Segment Start: EXTRACTED MATERIAL

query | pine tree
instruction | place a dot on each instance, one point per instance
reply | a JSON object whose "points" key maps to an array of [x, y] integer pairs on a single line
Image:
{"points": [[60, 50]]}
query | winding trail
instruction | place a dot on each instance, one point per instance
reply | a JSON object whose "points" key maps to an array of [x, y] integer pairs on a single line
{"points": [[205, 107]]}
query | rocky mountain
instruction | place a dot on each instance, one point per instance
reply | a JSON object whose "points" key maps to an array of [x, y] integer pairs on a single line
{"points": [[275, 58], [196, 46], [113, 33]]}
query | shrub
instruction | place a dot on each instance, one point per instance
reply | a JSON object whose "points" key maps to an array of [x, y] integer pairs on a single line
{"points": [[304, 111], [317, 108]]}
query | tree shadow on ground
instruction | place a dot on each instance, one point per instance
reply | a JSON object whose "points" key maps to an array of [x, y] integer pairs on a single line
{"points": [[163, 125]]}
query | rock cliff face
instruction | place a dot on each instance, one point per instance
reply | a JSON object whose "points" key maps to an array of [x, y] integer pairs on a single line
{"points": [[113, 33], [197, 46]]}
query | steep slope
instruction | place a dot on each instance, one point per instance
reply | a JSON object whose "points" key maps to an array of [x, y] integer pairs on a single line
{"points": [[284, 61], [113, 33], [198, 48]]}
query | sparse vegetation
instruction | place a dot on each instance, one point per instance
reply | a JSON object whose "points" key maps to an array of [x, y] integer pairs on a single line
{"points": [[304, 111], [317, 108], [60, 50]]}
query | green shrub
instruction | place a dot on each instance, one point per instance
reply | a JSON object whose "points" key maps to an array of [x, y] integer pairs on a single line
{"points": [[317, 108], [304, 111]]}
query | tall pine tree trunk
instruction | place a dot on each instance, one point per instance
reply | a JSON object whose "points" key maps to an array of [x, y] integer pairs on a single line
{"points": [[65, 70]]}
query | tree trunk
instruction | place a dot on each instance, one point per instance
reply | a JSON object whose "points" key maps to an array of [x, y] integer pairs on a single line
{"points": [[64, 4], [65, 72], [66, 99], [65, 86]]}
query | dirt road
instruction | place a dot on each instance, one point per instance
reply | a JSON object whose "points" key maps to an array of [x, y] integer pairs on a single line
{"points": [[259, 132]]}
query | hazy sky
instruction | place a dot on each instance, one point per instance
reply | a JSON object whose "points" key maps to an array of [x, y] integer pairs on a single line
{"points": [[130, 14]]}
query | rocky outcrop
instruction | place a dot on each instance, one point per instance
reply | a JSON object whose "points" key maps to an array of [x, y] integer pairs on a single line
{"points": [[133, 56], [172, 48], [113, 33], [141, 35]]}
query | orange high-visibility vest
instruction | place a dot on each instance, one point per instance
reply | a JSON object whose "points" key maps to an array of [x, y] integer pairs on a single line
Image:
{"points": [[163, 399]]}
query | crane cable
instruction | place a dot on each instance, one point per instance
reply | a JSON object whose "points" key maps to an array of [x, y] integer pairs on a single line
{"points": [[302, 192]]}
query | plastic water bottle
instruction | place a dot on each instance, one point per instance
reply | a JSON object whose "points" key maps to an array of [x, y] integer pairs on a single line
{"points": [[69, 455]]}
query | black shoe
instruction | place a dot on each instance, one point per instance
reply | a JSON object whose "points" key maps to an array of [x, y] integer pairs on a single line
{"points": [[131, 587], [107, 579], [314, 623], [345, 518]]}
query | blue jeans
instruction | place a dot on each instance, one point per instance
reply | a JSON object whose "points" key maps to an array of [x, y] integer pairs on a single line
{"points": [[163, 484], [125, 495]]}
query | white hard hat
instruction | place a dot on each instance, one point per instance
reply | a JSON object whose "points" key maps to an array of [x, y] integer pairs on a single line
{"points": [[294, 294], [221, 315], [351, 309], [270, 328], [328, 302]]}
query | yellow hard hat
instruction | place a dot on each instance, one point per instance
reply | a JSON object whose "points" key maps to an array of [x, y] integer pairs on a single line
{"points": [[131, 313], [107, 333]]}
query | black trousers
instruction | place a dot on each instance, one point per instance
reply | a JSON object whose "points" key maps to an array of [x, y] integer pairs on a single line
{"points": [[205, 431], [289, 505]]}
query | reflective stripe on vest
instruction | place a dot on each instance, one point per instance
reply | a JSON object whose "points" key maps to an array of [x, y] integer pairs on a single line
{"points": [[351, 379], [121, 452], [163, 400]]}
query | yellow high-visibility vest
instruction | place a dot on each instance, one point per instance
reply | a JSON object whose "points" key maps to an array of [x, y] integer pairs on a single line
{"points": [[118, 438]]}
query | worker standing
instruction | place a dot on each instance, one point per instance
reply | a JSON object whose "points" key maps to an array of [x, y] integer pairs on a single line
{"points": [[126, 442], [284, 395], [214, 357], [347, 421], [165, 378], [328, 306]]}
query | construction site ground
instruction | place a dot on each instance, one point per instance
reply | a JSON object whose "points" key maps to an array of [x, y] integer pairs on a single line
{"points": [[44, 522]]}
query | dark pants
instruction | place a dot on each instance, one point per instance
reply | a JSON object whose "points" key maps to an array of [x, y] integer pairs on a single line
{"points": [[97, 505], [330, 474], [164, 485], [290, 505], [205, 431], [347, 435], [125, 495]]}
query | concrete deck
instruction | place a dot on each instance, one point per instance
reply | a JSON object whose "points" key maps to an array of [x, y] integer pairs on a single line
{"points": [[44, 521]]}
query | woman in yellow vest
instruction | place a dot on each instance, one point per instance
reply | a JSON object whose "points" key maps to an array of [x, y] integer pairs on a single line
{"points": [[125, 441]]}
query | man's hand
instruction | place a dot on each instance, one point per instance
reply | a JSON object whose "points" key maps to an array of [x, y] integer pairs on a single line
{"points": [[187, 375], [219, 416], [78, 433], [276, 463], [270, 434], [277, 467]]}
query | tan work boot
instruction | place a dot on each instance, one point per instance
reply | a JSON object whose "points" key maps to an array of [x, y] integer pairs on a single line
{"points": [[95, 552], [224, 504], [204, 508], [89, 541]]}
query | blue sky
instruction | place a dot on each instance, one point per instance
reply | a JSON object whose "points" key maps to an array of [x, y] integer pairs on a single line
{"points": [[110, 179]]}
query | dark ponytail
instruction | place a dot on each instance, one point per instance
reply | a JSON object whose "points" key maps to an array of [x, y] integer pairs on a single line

Segment End: EXTRACTED MATERIAL

(WHAT YOU NEED TO DO) Return every line above exactly as it stands.

(SOLUTION)
query | pine tree
instruction | place a dot on each instance, one point per instance
reply | a JSON object whose "points" key maps to an array of [x, y] integer pairs on a single line
Image:
{"points": [[60, 50]]}
query | winding trail
instruction | place a dot on each instance, one point per instance
reply | a JSON object whose "points" key maps to an array of [x, y] integer pairs on a single line
{"points": [[205, 107]]}
query | rocky mountain
instruction | place a dot on each instance, one point per instance
reply | a JSON object whose "points" key maps to an array of [x, y] integer pairs on a single line
{"points": [[275, 58], [196, 46], [113, 33]]}
query | shrub
instruction | place a dot on each instance, one point per instance
reply | a JSON object whose "points" key maps to an array of [x, y] integer pairs on a single line
{"points": [[304, 111], [317, 108]]}
query | tree shadow on ground
instruction | place a dot on each instance, one point per instance
reply | a JSON object whose "points" key maps to an array of [x, y] integer pairs on a single line
{"points": [[163, 125]]}
query | rock cliff face
instruction | place a dot on each instance, one point per instance
reply | a JSON object whose "points" key maps to an array of [x, y] integer pairs on a single line
{"points": [[113, 33], [197, 46]]}
query | steep slope
instruction | place a dot on each instance, one point per instance
reply | a JSON object whose "points" key maps to an array of [x, y] integer pairs on a single line
{"points": [[284, 61], [113, 33], [198, 48]]}
query | sparse vegetation
instruction | place a dot on each instance, one point per instance
reply | a JSON object whose "points" key maps to an array of [x, y] integer pairs on a single line
{"points": [[304, 111], [317, 108], [60, 50]]}
query | green shrub
instruction | place a dot on each instance, one point per instance
reply | a JSON object whose "points" key maps to an array of [x, y] integer pairs on a single line
{"points": [[317, 108], [304, 111]]}
query | tall pine tree trunk
instruction | place a dot on each instance, one point per instance
reply | a JSON object whose "points" key maps to an array of [x, y] integer pairs on a single line
{"points": [[65, 70]]}
query | tree trunk
instruction | place a dot on each instance, one point per instance
reply | a JSON object whose "points" key maps to an array of [x, y] integer pairs on a single line
{"points": [[64, 4], [65, 72], [66, 99], [65, 86]]}
query | dirt road
instruction | place a dot on each instance, one point per instance
reply | a JSON object whose "points" key maps to an array of [x, y] integer pairs on a single line
{"points": [[259, 132]]}
query | hazy sky
instruction | place a dot on each instance, one point per instance
reply | a JSON object whose "points" key maps to an array of [x, y] integer pairs on a single line
{"points": [[130, 14]]}
query | rocky outcrop
instruction | place a dot on each instance, one point per instance
reply | a JSON object whose "points" key maps to an array of [x, y] integer pairs on a single line
{"points": [[133, 56], [172, 48], [113, 33], [141, 35]]}
query | orange high-visibility vest
instruction | place a dot on each instance, one point per instance
reply | a JSON object whose "points" key maps to an array of [x, y] integer pairs on a single line
Image:
{"points": [[163, 399]]}
query | crane cable
instruction | place a dot on each instance, one point per instance
reply | a JSON object whose "points" key maps to an array of [x, y] integer pairs on a single line
{"points": [[302, 192]]}
query | plastic water bottle
instruction | place a dot on each instance, one point per instance
reply | a JSON object whose "points" key maps to an array of [x, y] integer pairs on a single line
{"points": [[69, 455]]}
query | black shoe
instruction | place a dot on each instance, one point per instance
reply | a JSON object whose "points" key maps to an array of [x, y] integer pairs on a single line
{"points": [[131, 587], [107, 579], [314, 623], [345, 518]]}
query | blue jeans
instruction | place a dot on each instance, one point per instance
reply | a JSON object whose "points" key maps to an array of [x, y] integer pairs on a single line
{"points": [[163, 484], [125, 495]]}
query | white hard hat
instruction | place a dot on each instance, one point per instance
reply | a JSON object whose "points" key maps to an array of [x, y] integer pairs on a single line
{"points": [[294, 294], [221, 315], [351, 309], [270, 328], [328, 302]]}
query | yellow hard hat
instruction | place a dot on each instance, one point per instance
reply | a JSON object whose "points" key maps to an array of [x, y] integer pairs on a single line
{"points": [[131, 313], [107, 333]]}
query | black trousers
instruction | place a dot on each instance, one point per instance
reply | a JSON object whose "points" key maps to an array of [x, y] integer pairs on a single line
{"points": [[205, 431], [289, 505]]}
query | reflective stripe on vest
instruction | place a dot on each instance, one point per instance
reply | a JSON object whose "points" key maps to an array of [x, y] integer pairs on a single line
{"points": [[351, 379], [121, 452], [163, 400]]}
query | yellow high-visibility vest
instruction | place a dot on each instance, one point per instance
reply | a JSON object whose "points" key maps to an array of [x, y] integer pairs on a single line
{"points": [[118, 438]]}
query | worker standing
instruction | place a dot on each instance, one point per instance
reply | a JSON object whose "points" key maps to an array of [x, y] integer pairs on a single line
{"points": [[126, 442], [284, 395], [214, 357], [347, 421], [165, 378], [328, 306]]}
query | construction site ground
instruction | place a dot on each instance, one point per instance
reply | a JSON object whose "points" key maps to an array of [x, y] integer pairs on a single line
{"points": [[44, 522]]}
query | dark pants
instruction | place a dot on each instance, one point per instance
reply | a JSON object whose "points" key maps to an array of [x, y] integer pairs on a single line
{"points": [[97, 505], [330, 474], [164, 485], [290, 505], [205, 431], [347, 435], [125, 495]]}
query | concrete deck
instruction | place a dot on each instance, one point per instance
reply | a JSON object whose "points" key maps to an array of [x, y] integer pairs on a single line
{"points": [[44, 521]]}
query | woman in yellow vest
instruction | place a dot on each instance, one point per instance
reply | a JSON object whose "points" key maps to an array of [x, y] integer pairs on a single line
{"points": [[125, 441]]}
query | man's hand
instruction | place a dot on each instance, one point per instance
reply | a JSON object whose "points" key maps to an array of [x, y] integer pairs on a single line
{"points": [[187, 375], [219, 416], [78, 433], [276, 463], [270, 434], [277, 467]]}
query | tan work boot
instruction | place a dot on each instance, one point per instance
reply | a JSON object whose "points" key maps to an array of [x, y] integer pairs on a single line
{"points": [[95, 552], [224, 504], [204, 508], [89, 541]]}
query | blue sky
instruction | place a dot on each instance, one point per instance
reply | a JSON object whose "points" key maps to an array of [x, y] integer pairs on a single line
{"points": [[110, 179]]}
query | dark ponytail
instruction | place a dot on each instance, one point per instance
reply | a JSON object whose "points" key maps to an array of [x, y] integer pairs on a single line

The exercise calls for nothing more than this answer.